About this task
The entries are to be repeated in full, without any change.

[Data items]
****************

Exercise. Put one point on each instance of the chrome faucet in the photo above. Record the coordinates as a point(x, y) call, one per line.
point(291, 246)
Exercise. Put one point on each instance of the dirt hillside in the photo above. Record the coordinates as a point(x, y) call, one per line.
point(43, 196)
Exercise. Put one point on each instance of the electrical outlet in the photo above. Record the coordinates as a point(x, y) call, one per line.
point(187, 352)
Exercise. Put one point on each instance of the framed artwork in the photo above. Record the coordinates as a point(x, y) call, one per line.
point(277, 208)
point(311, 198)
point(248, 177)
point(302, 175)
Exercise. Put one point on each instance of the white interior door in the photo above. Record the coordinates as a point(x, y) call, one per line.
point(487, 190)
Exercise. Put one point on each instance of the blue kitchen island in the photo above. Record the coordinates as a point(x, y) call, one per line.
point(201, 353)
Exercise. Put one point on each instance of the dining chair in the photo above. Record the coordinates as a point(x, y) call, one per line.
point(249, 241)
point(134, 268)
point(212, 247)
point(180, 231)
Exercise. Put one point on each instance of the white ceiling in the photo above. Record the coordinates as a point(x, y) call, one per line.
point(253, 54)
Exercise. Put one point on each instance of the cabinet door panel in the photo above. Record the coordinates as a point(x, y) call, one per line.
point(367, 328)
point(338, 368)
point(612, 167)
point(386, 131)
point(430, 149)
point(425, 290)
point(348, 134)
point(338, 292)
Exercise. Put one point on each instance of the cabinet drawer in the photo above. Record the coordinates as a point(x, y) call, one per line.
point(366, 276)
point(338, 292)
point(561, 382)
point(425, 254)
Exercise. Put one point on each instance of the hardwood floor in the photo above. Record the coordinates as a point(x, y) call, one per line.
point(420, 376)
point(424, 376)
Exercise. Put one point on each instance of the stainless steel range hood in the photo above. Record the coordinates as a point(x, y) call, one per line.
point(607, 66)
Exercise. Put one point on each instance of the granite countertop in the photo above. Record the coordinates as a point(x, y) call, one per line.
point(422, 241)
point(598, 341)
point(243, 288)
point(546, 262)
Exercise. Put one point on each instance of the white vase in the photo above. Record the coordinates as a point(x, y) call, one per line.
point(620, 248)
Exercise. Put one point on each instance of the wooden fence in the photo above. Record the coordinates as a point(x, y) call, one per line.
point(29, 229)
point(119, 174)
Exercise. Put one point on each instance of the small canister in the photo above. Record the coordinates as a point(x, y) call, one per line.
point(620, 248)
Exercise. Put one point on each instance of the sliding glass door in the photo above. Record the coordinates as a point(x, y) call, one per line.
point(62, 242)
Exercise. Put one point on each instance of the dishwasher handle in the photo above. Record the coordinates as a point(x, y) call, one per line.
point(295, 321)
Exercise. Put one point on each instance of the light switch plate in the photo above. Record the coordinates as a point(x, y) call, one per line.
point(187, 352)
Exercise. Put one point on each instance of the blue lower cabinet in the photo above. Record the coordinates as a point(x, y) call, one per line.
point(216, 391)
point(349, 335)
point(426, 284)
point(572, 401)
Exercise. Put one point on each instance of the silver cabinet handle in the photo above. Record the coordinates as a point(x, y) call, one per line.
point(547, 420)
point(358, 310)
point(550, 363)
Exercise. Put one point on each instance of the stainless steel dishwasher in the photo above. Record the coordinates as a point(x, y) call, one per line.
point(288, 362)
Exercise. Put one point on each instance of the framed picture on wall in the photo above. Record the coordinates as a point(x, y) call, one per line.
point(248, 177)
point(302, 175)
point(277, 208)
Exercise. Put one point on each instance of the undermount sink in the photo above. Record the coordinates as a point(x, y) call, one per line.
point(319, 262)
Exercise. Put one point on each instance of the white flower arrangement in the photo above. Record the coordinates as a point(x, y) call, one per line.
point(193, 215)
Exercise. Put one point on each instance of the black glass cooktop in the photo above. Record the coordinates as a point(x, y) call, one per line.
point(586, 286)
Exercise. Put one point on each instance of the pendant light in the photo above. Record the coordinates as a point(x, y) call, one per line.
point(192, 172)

****************

Output of the task
Exercise. Put one point on each instance of the chrome faucet in the photo above. Record the coordinates as a point(x, y) call, one per line.
point(291, 246)
Exercise. Put one point on each instance of the dirt hillside in the photo above. Record the coordinates as a point(x, y) call, one per line.
point(43, 196)
Exercise. Put one point on each instance of the electrical outlet in the photo above. Record the coordinates as a point(x, y) call, one per line.
point(187, 352)
Exercise. Put one point on each instance of the framed artwork in the photo above. Record the coordinates as a point(x, y) call, one per line.
point(277, 208)
point(311, 198)
point(248, 177)
point(302, 175)
Exercise. Put one point on each instance of the white interior door in the photo above. Record the coordinates as a point(x, y) call, one per line.
point(487, 190)
Exercise. Put one point on each instance of the blue kitchen island in the photo above. Record the coordinates as a point(x, y) call, one per line.
point(201, 353)
Exercise. Put one point on each instance of the dining chair in the photo above. Record the coordinates as a point(x, y) call, one per line.
point(249, 241)
point(134, 268)
point(212, 247)
point(180, 231)
Exercise. Put one point on each instance of the white ceiling in the photo above. Record the coordinates as a point(x, y) call, one per line.
point(253, 54)
Exercise. Put one point on each instance of the cabinet door panel in the photo above. Record the coordinates as a point(x, y) call, one per line.
point(367, 328)
point(338, 368)
point(612, 167)
point(386, 131)
point(430, 149)
point(425, 290)
point(348, 134)
point(338, 292)
Exercise. Put one point on each instance of the cabinet drawer in the photo above. Record the coordinates as a point(x, y) call, one per line.
point(366, 276)
point(338, 292)
point(561, 382)
point(425, 254)
Exercise. Put one point on each instance of the hardwood floor in the photo above. Record the coordinates as a point(x, y) call, one per line.
point(420, 376)
point(424, 376)
Exercise. Put one point on each instance of the stainless steel range hood in the photo above. Record the coordinates as a point(x, y) call, one per line.
point(607, 66)
Exercise. Put one point on each instance of the granite countertop in the photo above. Record the coordinates as a point(x, y) call, one per line.
point(422, 241)
point(598, 341)
point(243, 288)
point(546, 262)
Exercise. Put one point on each instance of the white vase in the photo above. Record the coordinates as a point(x, y) call, one per line.
point(620, 248)
Exercise. Put one point on each instance of the wooden fence in the photo above. Record the coordinates as a point(x, y) call, one per line.
point(29, 229)
point(119, 174)
Exercise. Put one point on each instance of the small canister in the photo above. Record the coordinates as a point(x, y) call, one per line.
point(620, 248)
Exercise. Put one point on each instance of the sliding glass door in the photo above. Record the coordinates as a point(x, y) call, one per line.
point(62, 242)
Exercise. Put one point on each instance of the dishwasher handle in the photo above. Record the coordinates as a point(x, y) call, one per line.
point(295, 321)
Exercise. Put one point on each instance of the light switch plate in the photo above. Record the coordinates as a point(x, y) call, one per line.
point(187, 352)
Exercise. Put one point on each instance of the blue lower cabinet in the photo above. Record the coordinates as a point(x, y) call, one per line.
point(216, 391)
point(349, 335)
point(426, 284)
point(572, 401)
Exercise. Put one point on each instance of the silver cabinet handle in the photo above. Record the coordinates as a point(x, y) call, one per line.
point(547, 420)
point(358, 310)
point(550, 363)
Exercise. Put one point on each instance of the stainless steel dishwasher in the photo above. Record the coordinates as a point(x, y) call, one per line.
point(288, 362)
Exercise. Put one point on each instance of the framed picture on wall in the photo above. Record the coordinates as a point(x, y) call, one per line.
point(248, 177)
point(302, 175)
point(277, 208)
Exercise. Put one point on each instance of the undermount sink in the photo above. Record the coordinates as a point(x, y) call, one per line.
point(319, 262)
Exercise. Put one point on each instance of the white flower arrangement in the photo above. Record the coordinates as a point(x, y) call, one per line.
point(193, 215)
Exercise. Put one point on each instance of the black glass cooktop in the photo above. Record the coordinates as a point(x, y) call, one per line.
point(586, 286)
Exercise. Put one point on each instance of the pendant light in the photo above. Record the coordinates as a point(x, y) call, one per line.
point(192, 172)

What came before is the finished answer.